Dataset items
----------
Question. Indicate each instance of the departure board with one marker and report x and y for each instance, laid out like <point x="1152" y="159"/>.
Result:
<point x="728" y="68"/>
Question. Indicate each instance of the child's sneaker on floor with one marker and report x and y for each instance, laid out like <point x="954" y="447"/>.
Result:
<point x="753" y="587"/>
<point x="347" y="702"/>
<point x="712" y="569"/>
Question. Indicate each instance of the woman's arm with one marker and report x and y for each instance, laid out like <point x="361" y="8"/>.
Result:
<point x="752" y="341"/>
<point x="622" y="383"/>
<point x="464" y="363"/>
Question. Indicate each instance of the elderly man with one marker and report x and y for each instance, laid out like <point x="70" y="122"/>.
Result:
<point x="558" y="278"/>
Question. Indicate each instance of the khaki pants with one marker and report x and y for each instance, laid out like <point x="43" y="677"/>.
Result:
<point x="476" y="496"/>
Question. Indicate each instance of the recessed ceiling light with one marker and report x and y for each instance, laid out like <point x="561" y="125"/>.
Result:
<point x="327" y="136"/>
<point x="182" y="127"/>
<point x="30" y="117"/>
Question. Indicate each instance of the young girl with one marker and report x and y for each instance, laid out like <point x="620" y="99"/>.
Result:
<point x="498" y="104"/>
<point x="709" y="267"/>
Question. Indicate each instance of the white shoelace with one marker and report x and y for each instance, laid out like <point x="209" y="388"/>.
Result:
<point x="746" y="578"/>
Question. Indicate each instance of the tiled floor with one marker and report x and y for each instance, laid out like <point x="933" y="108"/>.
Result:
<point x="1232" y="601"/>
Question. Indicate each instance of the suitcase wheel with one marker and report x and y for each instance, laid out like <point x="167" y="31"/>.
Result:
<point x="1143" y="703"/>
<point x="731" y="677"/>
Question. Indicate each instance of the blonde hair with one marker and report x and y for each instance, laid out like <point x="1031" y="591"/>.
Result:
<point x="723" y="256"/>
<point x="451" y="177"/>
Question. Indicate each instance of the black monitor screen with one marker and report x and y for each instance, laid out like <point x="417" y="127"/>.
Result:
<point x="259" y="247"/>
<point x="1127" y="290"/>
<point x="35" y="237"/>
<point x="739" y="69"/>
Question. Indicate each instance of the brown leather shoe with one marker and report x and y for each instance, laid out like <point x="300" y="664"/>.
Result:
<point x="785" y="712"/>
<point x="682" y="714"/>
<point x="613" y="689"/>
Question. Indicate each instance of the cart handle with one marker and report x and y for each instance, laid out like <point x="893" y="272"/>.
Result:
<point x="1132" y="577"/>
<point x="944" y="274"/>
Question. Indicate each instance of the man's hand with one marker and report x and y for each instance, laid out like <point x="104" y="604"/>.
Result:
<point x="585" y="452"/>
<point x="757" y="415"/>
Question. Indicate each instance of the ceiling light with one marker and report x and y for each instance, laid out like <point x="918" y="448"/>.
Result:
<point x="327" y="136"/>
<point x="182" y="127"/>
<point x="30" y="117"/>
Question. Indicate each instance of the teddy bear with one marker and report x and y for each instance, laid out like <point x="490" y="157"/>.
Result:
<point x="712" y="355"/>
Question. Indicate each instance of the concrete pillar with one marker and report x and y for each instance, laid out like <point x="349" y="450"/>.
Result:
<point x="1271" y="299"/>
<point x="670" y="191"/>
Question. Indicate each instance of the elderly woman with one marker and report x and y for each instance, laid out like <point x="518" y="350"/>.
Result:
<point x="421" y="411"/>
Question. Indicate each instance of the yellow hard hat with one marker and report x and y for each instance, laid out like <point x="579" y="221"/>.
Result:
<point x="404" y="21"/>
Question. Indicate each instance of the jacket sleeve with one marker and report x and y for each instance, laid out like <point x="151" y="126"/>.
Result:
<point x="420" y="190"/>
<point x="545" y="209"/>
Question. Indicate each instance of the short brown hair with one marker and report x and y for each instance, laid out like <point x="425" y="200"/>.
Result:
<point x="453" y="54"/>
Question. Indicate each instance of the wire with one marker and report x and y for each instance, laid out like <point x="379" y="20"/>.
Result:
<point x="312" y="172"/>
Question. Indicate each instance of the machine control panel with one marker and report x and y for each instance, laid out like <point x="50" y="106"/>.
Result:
----------
When you repeat the data, keep each line exactly as given.

SOLUTION TO THE PROBLEM>
Question. Indicate each instance of the departure board with one marker and report x and y for each instance, laid out like <point x="1152" y="159"/>.
Result:
<point x="728" y="68"/>
Question. Indicate each instance of the child's sneaker on floor with one marker and report x and y for each instance, laid out like <point x="954" y="447"/>.
Result:
<point x="753" y="587"/>
<point x="347" y="702"/>
<point x="712" y="569"/>
Question. Indicate each instance of the woman's arm with one marker and report x and y for each instance, laid out like <point x="361" y="8"/>.
Result:
<point x="752" y="341"/>
<point x="622" y="383"/>
<point x="464" y="363"/>
Question. Indicate each instance of the elderly man with one marker and report x and y for each instance, laid out like <point x="70" y="122"/>.
Result:
<point x="558" y="278"/>
Question. Indicate each instance of the khaki pants with one marker and report x and y for each instance, laid out like <point x="43" y="677"/>.
Result:
<point x="476" y="496"/>
Question. Indicate each instance of the recessed ceiling light with one marker and report x and y for each instance, laid out like <point x="561" y="125"/>.
Result:
<point x="327" y="136"/>
<point x="182" y="127"/>
<point x="30" y="117"/>
Question. Indicate each instance of the young girl with one marker and report x and y for each instance, laid out like <point x="620" y="99"/>.
Result:
<point x="498" y="104"/>
<point x="709" y="267"/>
Question. Indicate each instance of the white shoelace with one marker and report x and y for each instance, laid out like <point x="209" y="388"/>.
Result:
<point x="746" y="578"/>
Question. Indicate each instance of the tiled floor with one marker and report x and y for each instance, laid out like <point x="933" y="108"/>.
Result:
<point x="1232" y="601"/>
Question. Indicate each instance of the suitcase wheel with one marker and report x and y for each instance, laid out like <point x="167" y="31"/>.
Result:
<point x="1143" y="703"/>
<point x="731" y="677"/>
Question. Indicate each instance of the blonde hair with one marker and report x and y for each instance, laid out like <point x="1031" y="591"/>.
Result:
<point x="723" y="256"/>
<point x="451" y="177"/>
Question. Indicate each instance of the black monitor screen with one marker and report x and y for each instance, laid out like <point x="417" y="127"/>.
Result:
<point x="259" y="247"/>
<point x="1127" y="290"/>
<point x="35" y="237"/>
<point x="739" y="69"/>
Question. Indicate each instance of the brown leather shoe with one marker and report x and y for each instance, laid out like <point x="300" y="664"/>.
Result:
<point x="785" y="712"/>
<point x="682" y="714"/>
<point x="613" y="689"/>
Question. Indicate each instance of the cart handle with one marker and report x and y for each instance, laid out like <point x="893" y="272"/>.
Result:
<point x="1132" y="577"/>
<point x="944" y="274"/>
Question. Indicate each instance of the man's hand with one marker and report x and y for each instance, laid out like <point x="104" y="604"/>.
Result:
<point x="585" y="452"/>
<point x="757" y="415"/>
Question. Indicate each instance of the ceiling light with one marker and report x and y for each instance, laid out like <point x="918" y="448"/>.
Result:
<point x="327" y="136"/>
<point x="182" y="127"/>
<point x="30" y="117"/>
Question. Indicate each instance of the teddy bear with one marker and report x and y for each instance, laid out like <point x="490" y="157"/>.
Result:
<point x="712" y="355"/>
Question. Indicate each instance of the concrete pillar with one marker and report x and y for each instance, laid out like <point x="349" y="450"/>.
Result:
<point x="1271" y="299"/>
<point x="670" y="191"/>
Question. Indicate each instance of the elderly woman with one marker and report x and y for each instance, laid out like <point x="518" y="350"/>.
Result:
<point x="421" y="411"/>
Question. Indicate each instance of the yellow hard hat with one marker and report x and y for each instance, laid out like <point x="579" y="221"/>.
Result:
<point x="404" y="21"/>
Question. Indicate each instance of the jacket sleeve with one marker and report x and y for each instance, laid out like <point x="151" y="126"/>.
Result:
<point x="420" y="190"/>
<point x="545" y="209"/>
Question. Indicate each instance of the short brown hair with one marker and report x and y for each instance, laid out like <point x="425" y="200"/>.
Result:
<point x="453" y="54"/>
Question. Indicate each instance of the wire with one marker and report x and y for each instance, laid out like <point x="379" y="20"/>.
Result:
<point x="312" y="172"/>
Question. Indicate each instance of the machine control panel with one marker and report x and y for each instance, laid out like <point x="50" y="106"/>.
Result:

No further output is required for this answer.